FRAGMENTO SELECCIONADO>
Contra el mundo

Sin que nadie se diera cuenta de cómo fue, el conflicto entre Argentina y Uruguay por la instalación de fábricas de pasta de celulosa acabó entrando en una inercia de carácter irresoluble y final imprevisible. Y esto preguntando incluso si es adecuado hablar de “conflicto argentino-uruguayo” o entre Argentina y Uruguay, asunto que ni los propios vecinos de Gualeguaychú tienen en claro, pese a que son los más directa e intensamente involucrados, como si en ello les fuera la vida. Y les va, al menos tal como la vivieron hasta ahora, que según parece, es como les gusta.

De mirarse el conflicto con la lógica de la ciencia política, se trataría de un diferendo entre dos países por un tema ciertamente menor, algo así como un sub ítem de la gran materia limítrofe, que entre Argentina y Uruguay se encuentra razonablemente resuelta desde hace décadas.

Hasta existe un protocolo que establece el modo de tomar decisiones en todo cuanto afecte al uso de un recurso común, el río. Éste y no otro sería el punto en cuestión, si se respetó o no el protocolo. Uruguay dice que sí, Argentina que no. Sería cuestión de determinar la verdad y todo se resolvería en un santiamén.

Sería bonito. Pero posible sólo si los actores y guionistas de esta obra fueran los estados y gobiernos de ambos países, que en este caso, por el contrario, juegan un papel muy menor.

INSTRUCCIÓN DADA A> Reescribe el tramo del texto sobre las fábricas de celulosa que va desde "Contra el mundo" hasta "desde hace décadas.", sustituyendo "vecinos" por "habitantes".
INSTRUCCIÓN DADA B> Prosigue el texto sobre el conflicto por las fábricas de celulosa a partir de su última oración.

EXTRACTO DE DATOS>
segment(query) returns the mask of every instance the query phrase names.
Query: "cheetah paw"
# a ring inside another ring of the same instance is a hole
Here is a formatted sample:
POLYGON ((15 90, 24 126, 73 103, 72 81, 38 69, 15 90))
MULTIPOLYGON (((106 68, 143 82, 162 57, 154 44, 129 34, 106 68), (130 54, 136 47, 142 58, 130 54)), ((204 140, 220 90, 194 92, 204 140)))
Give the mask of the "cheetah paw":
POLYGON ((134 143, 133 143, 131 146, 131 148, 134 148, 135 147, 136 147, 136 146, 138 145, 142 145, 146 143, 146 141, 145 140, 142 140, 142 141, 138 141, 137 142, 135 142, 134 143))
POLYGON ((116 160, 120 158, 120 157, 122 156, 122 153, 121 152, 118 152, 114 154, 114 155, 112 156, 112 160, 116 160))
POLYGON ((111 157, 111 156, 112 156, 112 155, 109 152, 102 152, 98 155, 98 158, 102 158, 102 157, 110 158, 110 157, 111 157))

RESPUESTA A>
Contra el mundo

Sin que nadie se diera cuenta de cómo fue, el conflicto entre Argentina y Uruguay por la instalación de fábricas de pasta de celulosa acabó entrando en una inercia de carácter irresoluble y final imprevisible. Y esto preguntando incluso si es adecuado hablar de “conflicto argentino-uruguayo” o entre Argentina y Uruguay, asunto que ni los propios habitantes de Gualeguaychú tienen en claro, pese a que son los más directa e intensamente involucrados, como si en ello les fuera la vida. Y les va, al menos tal como la vivieron hasta ahora, que según parece, es como les gusta.

De mirarse el conflicto con la lógica de la ciencia política, se trataría de un diferendo entre dos países por un tema ciertamente menor, algo así como un sub ítem de la gran materia limítrofe, que entre Argentina y Uruguay se encuentra razonablemente resuelta desde hace décadas.

RESPUESTA B>
En Babia

El gobierno argentino se desayunó con que había algo así como un puente internacional recién cuando 45 mil personas marcharon por él en protesta contra la instalación de algo así como dos plantas de algo. Del mismo grado de conocimiento y precisión podían alardear los opositores -sin excepción de ninguna clase, por más bulla que metan ahora- que a partir de entonces dieron en criticar al gobierno por su “imprevisión”.

La Cancillería también fue tomada por sorpresa. Es extraño: conforma una burocracia tan cristalizada que provocaría la envidia de los dirigentes sindicales, y muchos de los altos funcionarios de entonces (y de ahora) habían realizado largas siestas en el CARU (Comité Arbitral del Río Uruguay), organismo binacional que parece ocuparse de regular los usos unilaterales o mutuos que se hagan de ese recurso común, pero en los hechos acaba no regulando nada ni enterándose de nada.

Convengamos en que la Cancillería “se sorprendió”. Otra cosa sería deslizarnos hacia la ciénaga de las presunciones delictivas, asunto que no debería ser de nuestra competencia. Conformémonos con conceder que tal vez la Cancillería sea víctima del mismo mal que aqueja a los partidos políticos, al gobierno y a la planta estable de funcionarios, cuyas “agendas” están determinadas por lo que indiquen los medios de comunicación de Buenos Aires, hasta entonces tan en Babia como el que más.

En el brete

También en el caso de Uruguay nos abstendremos de sugerir la eventualidad de comportamientos ilícitos, posibilidad que nos remontaría hasta las épocas de la presidencia de Lacalle para traernos a … ¿a dónde?

Es una pregunta que se hacen en Gualeguaychú, para responderse con excesiva simplificación: “A este preciso instante”.

Razones tienen para presentirlo. Ni el gobierno, ni los partidos políticos, ni las centrales sindicales ni los medios de comunicación uruguayos dormían en Babia respecto a la instalación de dos plantas de celulosa en Fray Bentos.

Por el contrario, el tema estaba tan presente que formó parte de la campaña electoral y fue motivo del último gran encontronazo en el congreso entre el opositor Frente Amplio y la alianza de Blancos y Colorados.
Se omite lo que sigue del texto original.